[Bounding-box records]
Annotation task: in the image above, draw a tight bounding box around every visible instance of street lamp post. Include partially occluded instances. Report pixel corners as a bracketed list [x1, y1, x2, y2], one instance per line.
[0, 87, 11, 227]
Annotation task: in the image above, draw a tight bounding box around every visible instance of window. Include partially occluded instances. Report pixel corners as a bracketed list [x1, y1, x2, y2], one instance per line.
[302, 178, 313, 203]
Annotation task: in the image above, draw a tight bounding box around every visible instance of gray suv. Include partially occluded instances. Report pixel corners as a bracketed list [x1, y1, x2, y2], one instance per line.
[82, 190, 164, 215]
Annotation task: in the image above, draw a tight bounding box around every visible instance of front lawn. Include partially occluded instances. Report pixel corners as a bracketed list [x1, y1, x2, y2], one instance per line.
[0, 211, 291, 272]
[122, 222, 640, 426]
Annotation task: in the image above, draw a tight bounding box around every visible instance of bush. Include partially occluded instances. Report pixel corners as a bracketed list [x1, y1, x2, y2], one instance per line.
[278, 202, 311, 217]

- THE PROBLEM
Can you give the lines above as a numbered list, leaving out blank lines? Begin at the first line and stop after the line that contains "[0, 87, 11, 227]".

- EXPECTED ANSWER
1. Annotation task: in the image above, draw a tight bounding box around every visible instance of street lamp post. Include partially occluded instances. Report pixel corners as a bracketed list [x1, y1, x2, y2], one instance per line.
2. [0, 87, 11, 227]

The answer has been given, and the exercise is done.